* Activity *
All of the entries below are to be repeated word for word.

________________

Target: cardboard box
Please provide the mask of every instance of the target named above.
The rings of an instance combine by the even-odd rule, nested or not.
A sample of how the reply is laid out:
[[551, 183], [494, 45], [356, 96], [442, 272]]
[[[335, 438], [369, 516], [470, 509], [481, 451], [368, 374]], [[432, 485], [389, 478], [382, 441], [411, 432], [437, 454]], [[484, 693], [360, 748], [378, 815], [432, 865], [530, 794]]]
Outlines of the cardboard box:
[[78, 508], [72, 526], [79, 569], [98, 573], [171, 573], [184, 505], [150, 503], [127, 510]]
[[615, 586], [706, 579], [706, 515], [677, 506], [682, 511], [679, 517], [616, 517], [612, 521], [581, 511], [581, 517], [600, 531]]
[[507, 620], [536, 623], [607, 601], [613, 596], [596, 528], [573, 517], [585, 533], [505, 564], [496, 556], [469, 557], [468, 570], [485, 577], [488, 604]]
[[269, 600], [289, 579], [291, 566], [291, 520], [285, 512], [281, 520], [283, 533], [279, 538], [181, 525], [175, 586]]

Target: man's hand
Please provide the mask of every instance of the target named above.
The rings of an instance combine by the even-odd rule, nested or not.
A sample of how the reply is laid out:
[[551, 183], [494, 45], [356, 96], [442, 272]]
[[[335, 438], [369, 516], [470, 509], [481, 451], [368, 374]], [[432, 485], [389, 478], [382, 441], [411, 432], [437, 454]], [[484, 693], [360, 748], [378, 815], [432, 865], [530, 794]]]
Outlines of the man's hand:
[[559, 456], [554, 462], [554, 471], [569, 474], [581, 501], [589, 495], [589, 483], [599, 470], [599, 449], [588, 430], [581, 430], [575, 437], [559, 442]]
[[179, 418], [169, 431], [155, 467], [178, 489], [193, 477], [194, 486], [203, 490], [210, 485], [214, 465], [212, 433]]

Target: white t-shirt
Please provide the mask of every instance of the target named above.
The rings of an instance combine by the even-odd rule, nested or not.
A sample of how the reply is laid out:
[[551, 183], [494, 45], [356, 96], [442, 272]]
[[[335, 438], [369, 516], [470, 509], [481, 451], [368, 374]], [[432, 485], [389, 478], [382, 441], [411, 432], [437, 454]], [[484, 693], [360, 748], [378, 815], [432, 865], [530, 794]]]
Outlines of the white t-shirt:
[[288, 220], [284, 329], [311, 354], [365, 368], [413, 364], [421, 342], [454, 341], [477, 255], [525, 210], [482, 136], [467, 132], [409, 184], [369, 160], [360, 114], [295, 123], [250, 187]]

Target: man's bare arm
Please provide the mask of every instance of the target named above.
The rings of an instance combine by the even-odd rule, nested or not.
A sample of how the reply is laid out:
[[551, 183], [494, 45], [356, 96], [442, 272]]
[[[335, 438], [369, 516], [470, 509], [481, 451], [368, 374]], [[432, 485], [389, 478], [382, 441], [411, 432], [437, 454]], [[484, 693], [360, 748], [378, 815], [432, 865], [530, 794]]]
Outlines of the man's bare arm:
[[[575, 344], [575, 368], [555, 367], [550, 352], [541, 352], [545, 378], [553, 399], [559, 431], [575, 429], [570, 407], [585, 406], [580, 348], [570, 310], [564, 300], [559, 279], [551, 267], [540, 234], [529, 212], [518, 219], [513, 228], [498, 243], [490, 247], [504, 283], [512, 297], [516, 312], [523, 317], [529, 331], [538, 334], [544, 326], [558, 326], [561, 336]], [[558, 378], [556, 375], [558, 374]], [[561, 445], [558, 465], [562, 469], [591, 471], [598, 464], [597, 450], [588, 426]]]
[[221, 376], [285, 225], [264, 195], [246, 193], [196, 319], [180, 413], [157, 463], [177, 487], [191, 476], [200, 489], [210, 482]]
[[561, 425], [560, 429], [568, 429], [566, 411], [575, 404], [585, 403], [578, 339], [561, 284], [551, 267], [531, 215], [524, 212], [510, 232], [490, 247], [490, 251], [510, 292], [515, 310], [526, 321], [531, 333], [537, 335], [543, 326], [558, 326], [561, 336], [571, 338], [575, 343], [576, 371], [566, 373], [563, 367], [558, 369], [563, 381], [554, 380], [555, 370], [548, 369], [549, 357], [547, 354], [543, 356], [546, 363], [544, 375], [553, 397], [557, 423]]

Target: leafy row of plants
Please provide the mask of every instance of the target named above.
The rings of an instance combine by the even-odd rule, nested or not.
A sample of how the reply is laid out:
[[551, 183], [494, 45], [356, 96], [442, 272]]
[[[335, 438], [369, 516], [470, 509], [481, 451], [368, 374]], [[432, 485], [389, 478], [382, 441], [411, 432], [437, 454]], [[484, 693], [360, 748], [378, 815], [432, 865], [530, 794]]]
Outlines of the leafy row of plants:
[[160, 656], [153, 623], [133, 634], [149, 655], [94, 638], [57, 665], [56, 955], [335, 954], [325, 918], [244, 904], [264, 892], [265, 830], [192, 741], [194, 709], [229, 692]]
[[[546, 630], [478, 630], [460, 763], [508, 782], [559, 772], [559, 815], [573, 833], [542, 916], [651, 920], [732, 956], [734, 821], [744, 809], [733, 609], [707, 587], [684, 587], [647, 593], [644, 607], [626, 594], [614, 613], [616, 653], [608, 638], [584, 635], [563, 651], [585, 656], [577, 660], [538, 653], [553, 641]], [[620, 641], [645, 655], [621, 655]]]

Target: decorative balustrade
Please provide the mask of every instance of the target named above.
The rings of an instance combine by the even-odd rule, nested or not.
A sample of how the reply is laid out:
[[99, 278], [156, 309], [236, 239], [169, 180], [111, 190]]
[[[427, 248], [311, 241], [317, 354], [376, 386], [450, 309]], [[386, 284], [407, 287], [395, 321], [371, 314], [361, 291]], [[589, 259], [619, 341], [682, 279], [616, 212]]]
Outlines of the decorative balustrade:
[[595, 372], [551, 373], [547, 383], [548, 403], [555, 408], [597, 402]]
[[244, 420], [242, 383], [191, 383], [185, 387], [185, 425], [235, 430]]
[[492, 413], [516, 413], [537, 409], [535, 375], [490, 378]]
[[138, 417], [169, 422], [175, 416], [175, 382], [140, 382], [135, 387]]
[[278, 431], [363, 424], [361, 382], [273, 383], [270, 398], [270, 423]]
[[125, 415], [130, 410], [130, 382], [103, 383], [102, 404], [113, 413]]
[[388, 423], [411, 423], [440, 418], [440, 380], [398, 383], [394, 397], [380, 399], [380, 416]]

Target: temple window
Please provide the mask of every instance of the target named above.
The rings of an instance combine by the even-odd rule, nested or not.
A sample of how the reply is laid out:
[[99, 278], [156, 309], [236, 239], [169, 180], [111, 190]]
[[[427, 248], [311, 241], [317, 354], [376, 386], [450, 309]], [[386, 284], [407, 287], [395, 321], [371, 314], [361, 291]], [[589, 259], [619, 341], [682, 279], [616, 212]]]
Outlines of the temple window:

________________

* Task output *
Target: cardboard box
Please provide the mask of every instance of the target named above.
The rings of an instance combine by the even-odd rule, nested or not.
A sample of how the reply is laid out:
[[551, 183], [494, 45], [356, 96], [442, 272]]
[[[335, 438], [369, 516], [470, 509], [481, 451], [368, 374]], [[432, 485], [389, 478], [382, 441], [411, 432], [437, 454]], [[484, 693], [360, 748], [378, 815], [432, 865], [530, 794]]]
Outlines of the cardboard box:
[[78, 508], [72, 526], [79, 569], [98, 573], [171, 573], [184, 505], [150, 503], [127, 510]]
[[615, 586], [706, 579], [706, 515], [677, 506], [682, 511], [679, 517], [616, 517], [612, 521], [581, 511], [581, 517], [600, 531]]
[[507, 620], [536, 623], [607, 601], [613, 596], [596, 528], [573, 517], [585, 533], [505, 564], [496, 556], [469, 557], [468, 570], [485, 577], [488, 604]]
[[269, 600], [289, 579], [291, 566], [291, 520], [285, 512], [281, 520], [283, 533], [279, 538], [181, 525], [175, 586]]

Target: man's hand
Please provide the mask of every instance of the target named above.
The rings of an instance combine by the even-odd rule, nested or not.
A sample of how the reply is laid out:
[[551, 183], [494, 45], [356, 96], [442, 272]]
[[[335, 438], [369, 516], [470, 509], [481, 451], [368, 374]], [[432, 485], [389, 478], [382, 441], [411, 432], [437, 454]], [[484, 693], [360, 748], [378, 815], [432, 865], [530, 794]]]
Outlines of the man's hand:
[[559, 456], [554, 462], [554, 471], [569, 474], [581, 501], [589, 495], [589, 483], [599, 470], [599, 449], [588, 430], [581, 430], [575, 437], [559, 442]]
[[179, 418], [169, 431], [155, 467], [178, 489], [193, 477], [194, 486], [203, 490], [210, 485], [214, 465], [212, 433]]

Target: white t-shirt
Please provide the mask of every instance of the target named above.
The rings of an instance combine by the even-odd rule, nested or not.
A sample of how the reply is laid out:
[[551, 183], [494, 45], [356, 96], [442, 272]]
[[[335, 438], [369, 516], [470, 509], [481, 451], [368, 374]], [[432, 485], [389, 478], [382, 441], [411, 432], [437, 454]], [[484, 693], [360, 748], [378, 815], [432, 865], [530, 794]]]
Outlines of the white t-shirt:
[[288, 220], [284, 329], [311, 354], [365, 368], [413, 364], [421, 342], [454, 341], [477, 255], [525, 210], [482, 136], [467, 132], [409, 184], [369, 160], [360, 114], [295, 123], [250, 187]]

Target: man's bare arm
Please provide the mask of every instance of the target named above.
The rings of an instance combine by the even-odd rule, nested or not.
A sample of how the reply is laid out:
[[551, 183], [494, 45], [356, 96], [442, 272]]
[[[335, 438], [369, 516], [470, 509], [481, 451], [368, 374]], [[432, 485], [389, 478], [382, 441], [411, 432], [437, 454]], [[484, 693], [360, 748], [378, 815], [432, 865], [530, 794]]]
Outlines of the man's bare arm:
[[[575, 344], [575, 368], [555, 367], [550, 352], [541, 352], [545, 378], [553, 399], [559, 431], [575, 429], [570, 407], [585, 406], [580, 348], [570, 310], [564, 300], [559, 279], [551, 267], [540, 234], [529, 212], [518, 219], [513, 228], [498, 243], [490, 247], [504, 283], [512, 297], [516, 312], [523, 317], [529, 331], [538, 334], [544, 326], [558, 326], [561, 336]], [[558, 378], [556, 375], [558, 374]], [[561, 445], [558, 465], [562, 469], [591, 471], [598, 464], [597, 450], [588, 426]]]
[[221, 376], [285, 225], [264, 195], [246, 193], [196, 319], [180, 413], [157, 463], [177, 487], [191, 476], [200, 489], [210, 482]]
[[561, 425], [560, 429], [568, 429], [566, 411], [575, 404], [585, 403], [578, 339], [561, 284], [551, 267], [531, 215], [524, 212], [510, 232], [490, 247], [490, 251], [510, 292], [515, 310], [526, 321], [531, 333], [537, 335], [543, 326], [558, 326], [561, 336], [571, 338], [575, 343], [576, 371], [566, 373], [563, 367], [558, 369], [563, 381], [554, 380], [555, 370], [548, 369], [549, 357], [547, 354], [543, 356], [546, 363], [544, 375], [553, 397], [557, 423]]

Target: leafy row of plants
Please provide the mask of every instance of the target named above.
The rings of an instance combine by the even-odd rule, nested or not.
A sample of how the reply is laid out:
[[551, 183], [494, 45], [356, 96], [442, 272]]
[[[335, 438], [369, 516], [470, 509], [481, 451], [368, 374]], [[432, 485], [389, 478], [382, 441], [411, 432], [437, 454]], [[484, 693], [360, 748], [378, 815], [432, 865], [530, 794]]]
Outlines of the leafy row of plants:
[[160, 656], [153, 623], [133, 634], [149, 655], [94, 638], [57, 665], [56, 955], [335, 954], [325, 918], [244, 904], [264, 892], [265, 830], [192, 741], [194, 709], [229, 692]]
[[[546, 630], [478, 630], [460, 763], [508, 782], [559, 772], [559, 815], [573, 833], [542, 916], [651, 920], [732, 956], [734, 821], [744, 809], [733, 609], [707, 587], [684, 587], [647, 593], [644, 607], [626, 594], [614, 613], [616, 653], [608, 638], [584, 635], [563, 651], [585, 656], [577, 660], [538, 653], [553, 641]], [[620, 641], [645, 655], [621, 655]]]

Target: decorative balustrade
Please provide the mask of every instance of the target named above.
The rings of an instance combine by the even-odd rule, nested or not.
A sample of how the reply is laid out:
[[99, 278], [156, 309], [236, 239], [169, 180], [111, 190]]
[[[427, 248], [311, 241], [317, 354], [376, 386], [450, 309]], [[386, 284], [407, 287], [395, 321], [371, 314], [361, 291]], [[589, 259], [619, 341], [682, 279], [616, 212]]]
Outlines of the decorative balustrade:
[[595, 372], [551, 373], [547, 383], [548, 403], [555, 408], [597, 402]]
[[244, 420], [242, 383], [191, 383], [185, 387], [185, 425], [235, 430]]
[[492, 413], [516, 413], [537, 409], [535, 375], [490, 378]]
[[138, 417], [169, 422], [175, 416], [175, 382], [140, 382], [135, 387]]
[[278, 431], [363, 424], [361, 382], [273, 383], [270, 398], [270, 423]]
[[125, 415], [130, 410], [130, 382], [103, 383], [102, 404], [113, 413]]
[[388, 423], [411, 423], [440, 418], [440, 380], [398, 383], [394, 397], [380, 399], [380, 416]]

Target: temple window
Please provide the mask of every instance of the target named above.
The rings of an instance combine by the even-odd rule, nested or not.
A sample of how the reply is laid out:
[[99, 278], [156, 309], [236, 239], [169, 180], [111, 190]]
[[[427, 248], [311, 241], [317, 354], [376, 386], [450, 309]], [[386, 284], [407, 287], [395, 321], [371, 314], [361, 291]], [[589, 259], [619, 341], [682, 279], [616, 212]]]
Outlines of the temple window:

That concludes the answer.